* TASK REQUIREMENTS *
Search the data below for the string "skirt" and copy all lines where it shows up.
Segment Start: RAW DATA
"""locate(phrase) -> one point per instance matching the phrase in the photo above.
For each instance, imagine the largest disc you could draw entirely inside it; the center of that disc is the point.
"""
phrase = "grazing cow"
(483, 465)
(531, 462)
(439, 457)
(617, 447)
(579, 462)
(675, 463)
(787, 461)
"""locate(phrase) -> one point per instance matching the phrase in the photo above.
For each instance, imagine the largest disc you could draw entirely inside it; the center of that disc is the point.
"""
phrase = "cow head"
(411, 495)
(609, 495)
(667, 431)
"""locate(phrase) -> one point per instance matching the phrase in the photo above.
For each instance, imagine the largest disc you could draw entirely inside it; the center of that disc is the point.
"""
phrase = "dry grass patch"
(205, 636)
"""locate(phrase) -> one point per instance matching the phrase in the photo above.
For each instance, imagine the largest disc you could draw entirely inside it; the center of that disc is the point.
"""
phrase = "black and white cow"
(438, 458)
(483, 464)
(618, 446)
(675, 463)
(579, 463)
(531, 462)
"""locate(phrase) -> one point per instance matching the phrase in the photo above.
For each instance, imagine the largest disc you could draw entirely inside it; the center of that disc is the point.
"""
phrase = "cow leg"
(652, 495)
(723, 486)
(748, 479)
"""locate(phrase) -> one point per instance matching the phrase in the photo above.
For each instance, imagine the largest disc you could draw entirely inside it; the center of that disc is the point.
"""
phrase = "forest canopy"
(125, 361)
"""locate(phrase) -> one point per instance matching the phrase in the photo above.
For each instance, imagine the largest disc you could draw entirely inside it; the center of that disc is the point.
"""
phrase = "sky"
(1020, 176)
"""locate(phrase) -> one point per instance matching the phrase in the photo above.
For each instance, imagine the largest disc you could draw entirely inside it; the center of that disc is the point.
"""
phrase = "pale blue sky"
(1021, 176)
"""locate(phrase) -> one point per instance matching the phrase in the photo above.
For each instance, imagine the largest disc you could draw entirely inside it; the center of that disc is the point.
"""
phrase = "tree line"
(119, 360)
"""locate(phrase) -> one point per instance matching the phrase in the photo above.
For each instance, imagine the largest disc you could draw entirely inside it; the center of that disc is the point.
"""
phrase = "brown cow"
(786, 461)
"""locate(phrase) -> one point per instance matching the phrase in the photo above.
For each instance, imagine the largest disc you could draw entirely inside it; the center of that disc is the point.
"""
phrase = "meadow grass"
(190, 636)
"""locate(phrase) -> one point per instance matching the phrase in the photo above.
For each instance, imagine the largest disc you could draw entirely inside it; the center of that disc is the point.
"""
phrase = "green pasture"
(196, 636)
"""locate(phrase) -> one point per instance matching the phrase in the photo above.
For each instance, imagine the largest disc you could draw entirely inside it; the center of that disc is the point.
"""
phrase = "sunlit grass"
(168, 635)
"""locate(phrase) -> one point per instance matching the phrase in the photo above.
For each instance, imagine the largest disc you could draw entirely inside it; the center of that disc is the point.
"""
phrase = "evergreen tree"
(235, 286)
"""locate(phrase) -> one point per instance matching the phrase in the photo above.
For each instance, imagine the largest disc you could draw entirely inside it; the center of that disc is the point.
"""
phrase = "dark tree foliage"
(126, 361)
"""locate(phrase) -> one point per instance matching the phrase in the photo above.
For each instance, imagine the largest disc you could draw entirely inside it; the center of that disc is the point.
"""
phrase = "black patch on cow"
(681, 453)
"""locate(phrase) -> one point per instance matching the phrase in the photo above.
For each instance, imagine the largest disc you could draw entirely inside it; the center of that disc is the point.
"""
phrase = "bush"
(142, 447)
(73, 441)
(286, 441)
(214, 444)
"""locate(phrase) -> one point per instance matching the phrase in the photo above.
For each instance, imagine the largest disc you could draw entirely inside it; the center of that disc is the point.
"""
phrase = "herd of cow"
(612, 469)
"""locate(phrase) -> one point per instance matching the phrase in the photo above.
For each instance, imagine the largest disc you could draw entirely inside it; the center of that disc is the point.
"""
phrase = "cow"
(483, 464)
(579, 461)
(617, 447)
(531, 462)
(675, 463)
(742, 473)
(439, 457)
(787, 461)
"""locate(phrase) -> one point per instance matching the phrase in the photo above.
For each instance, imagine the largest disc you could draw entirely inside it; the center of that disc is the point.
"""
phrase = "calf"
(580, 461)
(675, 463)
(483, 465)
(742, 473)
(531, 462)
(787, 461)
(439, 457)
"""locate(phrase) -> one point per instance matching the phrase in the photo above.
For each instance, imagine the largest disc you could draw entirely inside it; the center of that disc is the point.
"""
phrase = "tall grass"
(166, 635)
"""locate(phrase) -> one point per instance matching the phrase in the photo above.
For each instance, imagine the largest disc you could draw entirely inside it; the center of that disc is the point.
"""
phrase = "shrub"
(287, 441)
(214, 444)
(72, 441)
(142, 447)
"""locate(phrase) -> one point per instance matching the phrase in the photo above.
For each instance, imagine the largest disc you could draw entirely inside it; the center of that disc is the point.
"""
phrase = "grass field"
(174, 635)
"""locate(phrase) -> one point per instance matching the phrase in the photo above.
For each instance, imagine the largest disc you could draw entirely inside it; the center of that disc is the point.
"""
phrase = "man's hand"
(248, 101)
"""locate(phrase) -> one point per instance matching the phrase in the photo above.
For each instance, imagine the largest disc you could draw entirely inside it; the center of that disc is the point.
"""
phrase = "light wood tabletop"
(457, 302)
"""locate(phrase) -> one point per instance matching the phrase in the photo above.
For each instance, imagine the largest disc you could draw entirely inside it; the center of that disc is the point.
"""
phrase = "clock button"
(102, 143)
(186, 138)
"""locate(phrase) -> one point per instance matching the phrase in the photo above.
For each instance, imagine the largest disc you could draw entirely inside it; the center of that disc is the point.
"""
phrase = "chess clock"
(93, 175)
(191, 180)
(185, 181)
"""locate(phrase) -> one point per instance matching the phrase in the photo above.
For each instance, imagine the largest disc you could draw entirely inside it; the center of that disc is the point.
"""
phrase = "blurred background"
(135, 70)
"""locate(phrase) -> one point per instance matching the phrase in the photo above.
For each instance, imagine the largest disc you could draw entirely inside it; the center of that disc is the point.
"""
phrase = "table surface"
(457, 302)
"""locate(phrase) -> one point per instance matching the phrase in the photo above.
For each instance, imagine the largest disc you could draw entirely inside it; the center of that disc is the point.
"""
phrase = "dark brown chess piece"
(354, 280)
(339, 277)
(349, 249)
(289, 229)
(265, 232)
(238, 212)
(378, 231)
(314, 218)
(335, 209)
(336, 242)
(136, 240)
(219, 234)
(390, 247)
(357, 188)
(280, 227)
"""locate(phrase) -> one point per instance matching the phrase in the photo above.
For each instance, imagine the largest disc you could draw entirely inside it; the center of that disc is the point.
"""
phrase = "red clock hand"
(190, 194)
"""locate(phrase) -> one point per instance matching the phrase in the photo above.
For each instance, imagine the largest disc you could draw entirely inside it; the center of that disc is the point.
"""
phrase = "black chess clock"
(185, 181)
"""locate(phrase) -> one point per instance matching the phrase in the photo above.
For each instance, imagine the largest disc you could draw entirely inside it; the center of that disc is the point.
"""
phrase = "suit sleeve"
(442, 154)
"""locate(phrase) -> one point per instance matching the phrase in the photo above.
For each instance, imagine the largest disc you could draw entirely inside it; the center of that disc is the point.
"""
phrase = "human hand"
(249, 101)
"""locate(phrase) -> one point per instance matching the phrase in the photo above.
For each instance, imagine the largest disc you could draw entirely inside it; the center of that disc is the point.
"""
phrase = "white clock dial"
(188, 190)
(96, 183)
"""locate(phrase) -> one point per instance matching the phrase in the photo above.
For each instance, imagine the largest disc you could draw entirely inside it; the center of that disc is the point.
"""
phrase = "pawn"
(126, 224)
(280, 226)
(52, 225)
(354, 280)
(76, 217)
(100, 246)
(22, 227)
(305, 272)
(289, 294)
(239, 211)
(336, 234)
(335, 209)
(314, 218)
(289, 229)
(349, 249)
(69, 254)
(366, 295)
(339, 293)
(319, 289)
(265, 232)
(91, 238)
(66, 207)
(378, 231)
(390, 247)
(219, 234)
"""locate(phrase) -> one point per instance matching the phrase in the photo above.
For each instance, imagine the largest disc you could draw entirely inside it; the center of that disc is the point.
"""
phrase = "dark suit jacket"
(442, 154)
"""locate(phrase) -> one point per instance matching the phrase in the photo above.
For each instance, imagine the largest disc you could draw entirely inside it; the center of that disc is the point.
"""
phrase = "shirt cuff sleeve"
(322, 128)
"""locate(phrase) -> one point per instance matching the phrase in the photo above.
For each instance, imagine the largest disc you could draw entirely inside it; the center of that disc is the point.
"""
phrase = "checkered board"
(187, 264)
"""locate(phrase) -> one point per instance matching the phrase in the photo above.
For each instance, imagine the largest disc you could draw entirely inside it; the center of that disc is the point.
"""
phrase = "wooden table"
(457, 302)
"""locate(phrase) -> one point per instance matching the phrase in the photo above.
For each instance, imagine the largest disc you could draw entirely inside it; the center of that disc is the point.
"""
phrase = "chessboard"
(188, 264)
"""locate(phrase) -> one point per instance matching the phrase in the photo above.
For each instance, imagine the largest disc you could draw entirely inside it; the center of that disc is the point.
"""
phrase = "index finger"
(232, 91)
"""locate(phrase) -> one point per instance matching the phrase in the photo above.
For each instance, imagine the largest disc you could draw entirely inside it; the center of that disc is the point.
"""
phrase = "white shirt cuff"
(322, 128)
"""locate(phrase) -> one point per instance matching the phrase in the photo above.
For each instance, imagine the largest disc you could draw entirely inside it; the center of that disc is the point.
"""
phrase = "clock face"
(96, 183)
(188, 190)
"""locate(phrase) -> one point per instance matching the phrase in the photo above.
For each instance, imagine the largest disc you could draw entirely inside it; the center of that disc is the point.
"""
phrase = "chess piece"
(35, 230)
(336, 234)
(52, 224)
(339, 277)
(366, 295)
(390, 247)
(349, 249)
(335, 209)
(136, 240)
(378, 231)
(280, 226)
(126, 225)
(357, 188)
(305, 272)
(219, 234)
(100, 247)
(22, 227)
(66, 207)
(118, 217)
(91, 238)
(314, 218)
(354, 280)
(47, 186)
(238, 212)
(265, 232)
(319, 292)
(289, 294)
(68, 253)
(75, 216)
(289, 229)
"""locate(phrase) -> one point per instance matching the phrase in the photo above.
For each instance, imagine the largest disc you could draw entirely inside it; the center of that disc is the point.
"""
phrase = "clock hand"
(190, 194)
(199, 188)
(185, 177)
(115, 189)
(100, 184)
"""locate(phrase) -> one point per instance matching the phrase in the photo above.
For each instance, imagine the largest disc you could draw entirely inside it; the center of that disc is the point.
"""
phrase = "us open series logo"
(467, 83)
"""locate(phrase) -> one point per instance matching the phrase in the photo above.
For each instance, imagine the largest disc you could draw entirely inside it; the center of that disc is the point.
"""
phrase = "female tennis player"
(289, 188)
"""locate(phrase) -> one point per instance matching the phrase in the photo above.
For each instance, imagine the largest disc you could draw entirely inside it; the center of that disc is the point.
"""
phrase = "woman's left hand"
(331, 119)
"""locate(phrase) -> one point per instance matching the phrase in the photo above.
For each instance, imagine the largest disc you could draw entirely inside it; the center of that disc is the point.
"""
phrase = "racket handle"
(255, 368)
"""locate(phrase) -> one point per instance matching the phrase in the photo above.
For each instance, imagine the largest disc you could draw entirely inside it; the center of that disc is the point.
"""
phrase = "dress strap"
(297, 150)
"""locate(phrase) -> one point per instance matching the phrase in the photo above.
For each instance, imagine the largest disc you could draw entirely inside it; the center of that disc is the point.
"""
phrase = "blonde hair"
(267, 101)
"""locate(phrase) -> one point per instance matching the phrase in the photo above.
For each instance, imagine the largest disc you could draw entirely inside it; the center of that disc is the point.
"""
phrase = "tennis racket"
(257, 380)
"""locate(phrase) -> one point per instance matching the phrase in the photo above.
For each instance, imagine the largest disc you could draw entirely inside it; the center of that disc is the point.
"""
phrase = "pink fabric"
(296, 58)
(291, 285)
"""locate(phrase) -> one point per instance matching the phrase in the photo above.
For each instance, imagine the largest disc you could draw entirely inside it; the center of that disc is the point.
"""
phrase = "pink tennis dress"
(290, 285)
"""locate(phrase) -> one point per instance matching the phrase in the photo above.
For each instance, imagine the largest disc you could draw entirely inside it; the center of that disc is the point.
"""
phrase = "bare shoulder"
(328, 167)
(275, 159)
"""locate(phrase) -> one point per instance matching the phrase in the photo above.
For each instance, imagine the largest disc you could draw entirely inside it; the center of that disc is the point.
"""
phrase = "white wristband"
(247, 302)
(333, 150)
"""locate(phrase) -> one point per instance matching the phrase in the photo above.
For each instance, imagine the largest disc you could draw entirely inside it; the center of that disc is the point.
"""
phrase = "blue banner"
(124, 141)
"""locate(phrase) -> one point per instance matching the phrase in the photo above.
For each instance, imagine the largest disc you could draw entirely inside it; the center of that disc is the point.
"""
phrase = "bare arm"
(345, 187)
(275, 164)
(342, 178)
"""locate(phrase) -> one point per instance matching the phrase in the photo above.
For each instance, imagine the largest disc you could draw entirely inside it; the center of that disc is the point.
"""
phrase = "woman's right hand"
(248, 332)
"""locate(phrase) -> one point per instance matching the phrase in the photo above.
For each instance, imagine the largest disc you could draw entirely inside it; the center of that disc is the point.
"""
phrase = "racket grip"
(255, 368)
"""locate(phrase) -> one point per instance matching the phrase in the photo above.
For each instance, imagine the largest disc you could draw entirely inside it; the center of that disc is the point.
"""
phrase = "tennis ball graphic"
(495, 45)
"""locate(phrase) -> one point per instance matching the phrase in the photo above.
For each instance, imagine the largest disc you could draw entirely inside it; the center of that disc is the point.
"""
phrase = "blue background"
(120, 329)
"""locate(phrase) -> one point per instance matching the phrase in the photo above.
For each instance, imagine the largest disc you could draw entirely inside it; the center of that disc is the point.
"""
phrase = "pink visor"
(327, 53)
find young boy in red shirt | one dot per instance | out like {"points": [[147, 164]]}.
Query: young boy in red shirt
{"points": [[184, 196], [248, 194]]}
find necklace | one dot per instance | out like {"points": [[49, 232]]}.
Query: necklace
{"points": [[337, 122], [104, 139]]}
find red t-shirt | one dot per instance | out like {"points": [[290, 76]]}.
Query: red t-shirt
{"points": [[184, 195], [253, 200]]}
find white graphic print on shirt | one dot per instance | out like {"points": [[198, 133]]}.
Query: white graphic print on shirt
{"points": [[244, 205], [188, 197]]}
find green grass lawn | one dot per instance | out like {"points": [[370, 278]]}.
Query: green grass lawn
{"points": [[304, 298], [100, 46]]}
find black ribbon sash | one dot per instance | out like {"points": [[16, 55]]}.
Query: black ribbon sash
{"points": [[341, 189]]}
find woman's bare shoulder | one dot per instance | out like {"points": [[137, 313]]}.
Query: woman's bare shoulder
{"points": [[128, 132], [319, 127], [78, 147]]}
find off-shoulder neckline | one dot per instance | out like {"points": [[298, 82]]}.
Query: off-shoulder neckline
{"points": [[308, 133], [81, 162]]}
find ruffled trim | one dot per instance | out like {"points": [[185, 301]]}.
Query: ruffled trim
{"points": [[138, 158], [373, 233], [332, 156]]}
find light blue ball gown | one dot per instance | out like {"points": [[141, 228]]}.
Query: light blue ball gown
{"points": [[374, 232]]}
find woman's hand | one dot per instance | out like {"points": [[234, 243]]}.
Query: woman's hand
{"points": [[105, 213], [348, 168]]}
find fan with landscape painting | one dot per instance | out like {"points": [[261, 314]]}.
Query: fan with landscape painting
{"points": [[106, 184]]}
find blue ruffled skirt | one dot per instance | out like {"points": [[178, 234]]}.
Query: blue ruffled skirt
Segment End: RAW DATA
* TASK OUTPUT *
find blue ruffled skirt | one dot per instance | out like {"points": [[178, 234]]}.
Query: blue ruffled skirt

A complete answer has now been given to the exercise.